### EXTRAIT DU DOCUMENT:

▽

Les CAUE : la connaissance de l’architecture et du paysage au plus près du terrain

Créés par la loi sur l’architecture de 1977, les conseils d’architecture, d’urbanisme et de l’environnement (CAUE) assurent des missions d’information, de sensibilisation et d’accompagnement des particuliers et des collectivités sur tout ce qui a trait à la promotion et au développement de la qualité architecturale, urbaine et environnementale. Ces structures associatives – on en compte une par département – se caractérisent par des interventions de terrain, en s’adaptant à chaque fois aux spécificités et aux besoins du territoire.

Une visite de chantier du Village des athlètes, une journée d’échanges sur la transformation de bureaux en logements, une projection-débat autour du film « Les Mains dans la terre, naissance d’un écovillage », une promenade urbaine pour décrypter les enjeux du futur PLU bioclimatique parisien, une initiation à l’architecture pour les enfants, la constitution d’un atlas des arbres remarquables, une matinée d’information sur la rénovation énergétique… petit inventaire non exhaustif d’événements ou d’initiatives organisés par l’un des huit conseils d’architecture, d’urbanisme et de l’environnement (CAUE) franciliens.

△

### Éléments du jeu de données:

▽

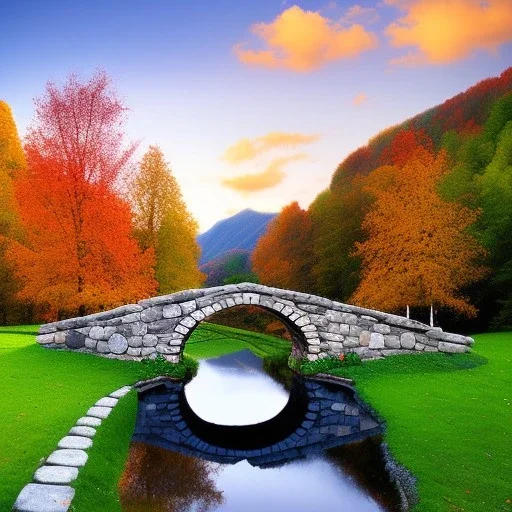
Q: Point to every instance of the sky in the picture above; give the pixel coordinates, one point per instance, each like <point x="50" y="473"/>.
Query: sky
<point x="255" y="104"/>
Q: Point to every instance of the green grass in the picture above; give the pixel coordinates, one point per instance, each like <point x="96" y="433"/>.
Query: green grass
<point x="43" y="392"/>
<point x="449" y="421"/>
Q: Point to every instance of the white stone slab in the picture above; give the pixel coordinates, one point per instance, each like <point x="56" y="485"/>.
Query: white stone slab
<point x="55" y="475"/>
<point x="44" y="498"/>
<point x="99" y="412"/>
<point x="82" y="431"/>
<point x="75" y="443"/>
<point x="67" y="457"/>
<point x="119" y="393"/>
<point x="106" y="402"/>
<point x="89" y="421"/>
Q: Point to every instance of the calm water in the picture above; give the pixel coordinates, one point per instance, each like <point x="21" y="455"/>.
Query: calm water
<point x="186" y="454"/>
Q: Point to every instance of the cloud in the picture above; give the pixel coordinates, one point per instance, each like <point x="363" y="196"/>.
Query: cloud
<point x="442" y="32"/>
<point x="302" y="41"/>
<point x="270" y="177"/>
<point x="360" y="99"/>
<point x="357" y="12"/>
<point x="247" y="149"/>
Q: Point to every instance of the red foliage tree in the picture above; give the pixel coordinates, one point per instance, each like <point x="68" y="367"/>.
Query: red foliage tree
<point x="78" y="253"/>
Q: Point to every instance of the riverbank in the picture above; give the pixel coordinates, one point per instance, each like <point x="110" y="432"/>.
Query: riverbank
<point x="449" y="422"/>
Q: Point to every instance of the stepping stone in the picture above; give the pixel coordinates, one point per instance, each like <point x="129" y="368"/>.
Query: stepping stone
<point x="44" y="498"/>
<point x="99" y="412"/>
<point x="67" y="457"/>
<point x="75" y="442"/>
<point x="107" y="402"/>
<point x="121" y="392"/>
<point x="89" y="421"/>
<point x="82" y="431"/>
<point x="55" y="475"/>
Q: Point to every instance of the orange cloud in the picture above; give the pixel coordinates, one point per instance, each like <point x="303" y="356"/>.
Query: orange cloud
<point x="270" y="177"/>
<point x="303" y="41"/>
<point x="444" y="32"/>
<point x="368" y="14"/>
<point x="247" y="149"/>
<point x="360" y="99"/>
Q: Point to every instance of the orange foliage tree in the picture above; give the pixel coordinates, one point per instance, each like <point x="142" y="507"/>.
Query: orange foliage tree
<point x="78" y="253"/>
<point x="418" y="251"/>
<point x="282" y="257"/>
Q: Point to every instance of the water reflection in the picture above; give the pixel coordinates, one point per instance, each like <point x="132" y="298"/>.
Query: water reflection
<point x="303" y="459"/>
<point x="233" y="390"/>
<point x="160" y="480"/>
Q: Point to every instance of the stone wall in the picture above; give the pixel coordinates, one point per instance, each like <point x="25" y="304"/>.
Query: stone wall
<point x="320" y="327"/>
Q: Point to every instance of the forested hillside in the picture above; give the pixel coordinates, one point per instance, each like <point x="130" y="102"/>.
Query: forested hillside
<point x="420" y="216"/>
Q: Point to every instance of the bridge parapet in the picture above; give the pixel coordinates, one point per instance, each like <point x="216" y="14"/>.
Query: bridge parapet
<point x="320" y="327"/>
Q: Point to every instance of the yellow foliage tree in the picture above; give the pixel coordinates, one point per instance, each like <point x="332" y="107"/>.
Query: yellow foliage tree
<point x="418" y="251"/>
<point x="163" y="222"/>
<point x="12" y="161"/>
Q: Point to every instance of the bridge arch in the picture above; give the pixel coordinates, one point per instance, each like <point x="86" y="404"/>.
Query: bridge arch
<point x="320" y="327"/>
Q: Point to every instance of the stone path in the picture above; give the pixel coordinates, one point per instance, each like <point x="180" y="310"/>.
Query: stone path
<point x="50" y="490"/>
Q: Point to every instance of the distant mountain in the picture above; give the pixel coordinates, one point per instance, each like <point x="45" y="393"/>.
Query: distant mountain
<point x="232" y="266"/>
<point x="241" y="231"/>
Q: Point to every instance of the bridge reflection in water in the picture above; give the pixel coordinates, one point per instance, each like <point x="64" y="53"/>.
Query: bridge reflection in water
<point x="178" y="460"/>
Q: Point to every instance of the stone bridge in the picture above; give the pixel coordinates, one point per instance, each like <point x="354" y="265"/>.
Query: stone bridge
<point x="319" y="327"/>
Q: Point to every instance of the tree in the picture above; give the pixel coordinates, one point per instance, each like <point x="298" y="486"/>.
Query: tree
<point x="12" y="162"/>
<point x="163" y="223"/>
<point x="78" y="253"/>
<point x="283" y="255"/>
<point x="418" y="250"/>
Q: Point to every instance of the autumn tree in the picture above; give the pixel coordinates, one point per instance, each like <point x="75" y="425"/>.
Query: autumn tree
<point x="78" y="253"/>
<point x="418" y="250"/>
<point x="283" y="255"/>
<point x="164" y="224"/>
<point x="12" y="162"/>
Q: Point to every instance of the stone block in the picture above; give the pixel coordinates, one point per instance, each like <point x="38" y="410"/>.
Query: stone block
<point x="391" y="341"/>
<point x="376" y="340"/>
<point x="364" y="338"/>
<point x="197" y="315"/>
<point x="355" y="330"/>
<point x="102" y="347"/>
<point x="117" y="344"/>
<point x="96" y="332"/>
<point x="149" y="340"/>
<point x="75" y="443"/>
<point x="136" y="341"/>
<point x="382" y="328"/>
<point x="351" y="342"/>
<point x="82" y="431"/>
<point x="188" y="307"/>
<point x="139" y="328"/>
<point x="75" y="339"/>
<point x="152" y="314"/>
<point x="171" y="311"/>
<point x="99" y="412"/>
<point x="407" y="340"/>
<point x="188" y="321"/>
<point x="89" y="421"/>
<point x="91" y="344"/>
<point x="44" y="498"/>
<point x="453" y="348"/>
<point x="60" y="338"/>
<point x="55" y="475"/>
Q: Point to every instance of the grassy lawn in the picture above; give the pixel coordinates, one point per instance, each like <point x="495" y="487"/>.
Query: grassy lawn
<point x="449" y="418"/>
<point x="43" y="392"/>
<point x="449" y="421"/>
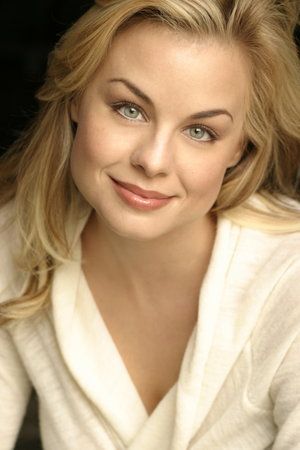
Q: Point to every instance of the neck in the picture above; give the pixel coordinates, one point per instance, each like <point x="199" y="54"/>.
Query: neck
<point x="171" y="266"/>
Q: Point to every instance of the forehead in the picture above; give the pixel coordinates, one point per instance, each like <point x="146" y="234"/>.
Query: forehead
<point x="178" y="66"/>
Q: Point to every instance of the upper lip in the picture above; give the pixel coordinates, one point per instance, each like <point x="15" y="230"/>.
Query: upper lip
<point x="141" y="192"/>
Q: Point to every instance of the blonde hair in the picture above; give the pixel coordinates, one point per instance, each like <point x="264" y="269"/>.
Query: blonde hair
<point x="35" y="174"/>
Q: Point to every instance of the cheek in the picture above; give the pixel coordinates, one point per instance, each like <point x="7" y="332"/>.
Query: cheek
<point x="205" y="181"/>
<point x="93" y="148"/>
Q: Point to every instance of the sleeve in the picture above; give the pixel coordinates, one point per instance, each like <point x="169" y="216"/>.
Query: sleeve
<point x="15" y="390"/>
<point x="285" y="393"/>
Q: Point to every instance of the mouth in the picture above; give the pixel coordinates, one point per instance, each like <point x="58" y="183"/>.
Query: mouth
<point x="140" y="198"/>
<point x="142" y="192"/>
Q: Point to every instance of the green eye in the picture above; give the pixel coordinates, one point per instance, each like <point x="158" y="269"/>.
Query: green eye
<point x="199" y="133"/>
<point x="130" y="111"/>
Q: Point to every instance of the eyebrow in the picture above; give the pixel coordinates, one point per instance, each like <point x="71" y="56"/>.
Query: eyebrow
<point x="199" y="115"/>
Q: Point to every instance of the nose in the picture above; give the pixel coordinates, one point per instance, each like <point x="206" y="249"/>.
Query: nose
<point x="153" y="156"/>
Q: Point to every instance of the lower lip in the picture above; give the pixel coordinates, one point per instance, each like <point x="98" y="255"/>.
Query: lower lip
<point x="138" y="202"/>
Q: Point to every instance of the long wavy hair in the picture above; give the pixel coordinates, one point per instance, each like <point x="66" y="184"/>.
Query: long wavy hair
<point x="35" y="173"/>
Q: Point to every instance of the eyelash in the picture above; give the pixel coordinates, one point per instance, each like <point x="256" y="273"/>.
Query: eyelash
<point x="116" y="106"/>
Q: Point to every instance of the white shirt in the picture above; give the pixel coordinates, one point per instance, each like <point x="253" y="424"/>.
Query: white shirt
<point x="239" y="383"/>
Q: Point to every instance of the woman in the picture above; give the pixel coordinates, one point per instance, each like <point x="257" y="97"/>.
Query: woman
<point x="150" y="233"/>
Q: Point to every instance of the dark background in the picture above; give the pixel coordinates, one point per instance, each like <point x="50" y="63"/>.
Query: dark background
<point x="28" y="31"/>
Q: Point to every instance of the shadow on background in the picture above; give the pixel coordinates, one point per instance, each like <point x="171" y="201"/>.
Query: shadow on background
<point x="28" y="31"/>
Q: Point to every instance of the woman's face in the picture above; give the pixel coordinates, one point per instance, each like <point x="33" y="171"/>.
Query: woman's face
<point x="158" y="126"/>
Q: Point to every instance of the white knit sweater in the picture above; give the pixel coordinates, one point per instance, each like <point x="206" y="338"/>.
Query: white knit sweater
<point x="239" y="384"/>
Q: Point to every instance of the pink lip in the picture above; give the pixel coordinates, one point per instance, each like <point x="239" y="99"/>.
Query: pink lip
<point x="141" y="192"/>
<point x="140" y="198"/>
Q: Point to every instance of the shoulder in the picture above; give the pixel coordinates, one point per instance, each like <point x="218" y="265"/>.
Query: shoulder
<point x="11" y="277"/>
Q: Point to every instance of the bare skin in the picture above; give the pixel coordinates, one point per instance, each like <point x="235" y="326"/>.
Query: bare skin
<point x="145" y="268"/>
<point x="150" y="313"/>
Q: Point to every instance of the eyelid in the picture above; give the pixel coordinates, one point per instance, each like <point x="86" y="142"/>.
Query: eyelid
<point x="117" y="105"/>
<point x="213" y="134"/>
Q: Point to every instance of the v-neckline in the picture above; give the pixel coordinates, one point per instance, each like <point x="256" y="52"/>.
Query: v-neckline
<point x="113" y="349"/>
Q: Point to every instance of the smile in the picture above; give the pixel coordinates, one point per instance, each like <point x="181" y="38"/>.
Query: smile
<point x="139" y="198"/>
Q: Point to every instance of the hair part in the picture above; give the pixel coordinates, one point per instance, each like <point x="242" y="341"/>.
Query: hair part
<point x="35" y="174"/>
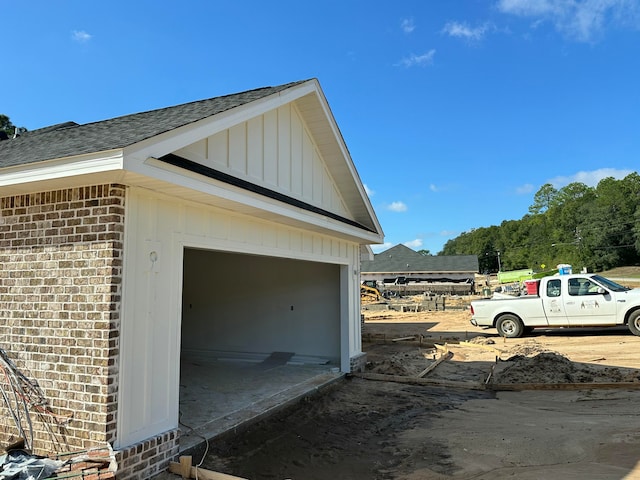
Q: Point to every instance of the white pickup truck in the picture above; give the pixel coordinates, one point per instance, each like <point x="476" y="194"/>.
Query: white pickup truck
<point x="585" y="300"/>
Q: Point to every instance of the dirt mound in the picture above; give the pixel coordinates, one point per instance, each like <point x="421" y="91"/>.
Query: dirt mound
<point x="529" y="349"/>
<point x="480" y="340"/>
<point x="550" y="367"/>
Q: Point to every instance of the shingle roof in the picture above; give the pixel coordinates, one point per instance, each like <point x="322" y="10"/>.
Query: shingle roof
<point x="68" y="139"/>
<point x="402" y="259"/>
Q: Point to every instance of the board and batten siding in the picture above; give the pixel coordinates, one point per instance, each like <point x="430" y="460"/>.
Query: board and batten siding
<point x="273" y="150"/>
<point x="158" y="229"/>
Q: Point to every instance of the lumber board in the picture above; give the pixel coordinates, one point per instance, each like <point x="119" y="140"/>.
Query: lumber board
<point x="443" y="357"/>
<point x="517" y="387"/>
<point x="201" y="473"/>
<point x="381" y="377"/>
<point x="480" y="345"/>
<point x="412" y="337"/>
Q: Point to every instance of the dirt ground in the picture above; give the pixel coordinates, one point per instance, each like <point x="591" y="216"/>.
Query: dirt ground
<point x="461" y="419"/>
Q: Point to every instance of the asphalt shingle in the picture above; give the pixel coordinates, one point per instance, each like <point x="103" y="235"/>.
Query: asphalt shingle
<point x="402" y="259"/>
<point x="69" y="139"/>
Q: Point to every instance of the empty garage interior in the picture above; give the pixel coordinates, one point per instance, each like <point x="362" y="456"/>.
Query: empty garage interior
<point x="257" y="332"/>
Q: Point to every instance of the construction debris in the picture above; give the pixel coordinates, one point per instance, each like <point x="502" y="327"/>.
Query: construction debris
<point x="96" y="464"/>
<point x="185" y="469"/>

△

### CONSIGNE:
Recopiez intégralement le texte sur les CAUE, sans en modifier un seul mot. Seul le texte sur les CAUE doit servir de source.

### CORRIGÉ:
Les CAUE : la connaissance de l’architecture et du paysage au plus près du terrain

Créés par la loi sur l’architecture de 1977, les conseils d’architecture, d’urbanisme et de l’environnement (CAUE) assurent des missions d’information, de sensibilisation et d’accompagnement des particuliers et des collectivités sur tout ce qui a trait à la promotion et au développement de la qualité architecturale, urbaine et environnementale. Ces structures associatives – on en compte une par département – se caractérisent par des interventions de terrain, en s’adaptant à chaque fois aux spécificités et aux besoins du territoire.

Une visite de chantier du Village des athlètes, une journée d’échanges sur la transformation de bureaux en logements, une projection-débat autour du film « Les Mains dans la terre, naissance d’un écovillage », une promenade urbaine pour décrypter les enjeux du futur PLU bioclimatique parisien, une initiation à l’architecture pour les enfants, la constitution d’un atlas des arbres remarquables, une matinée d’information sur la rénovation énergétique… petit inventaire non exhaustif d’événements ou d’initiatives organisés par l’un des huit conseils d’architecture, d’urbanisme et de l’environnement (CAUE) franciliens.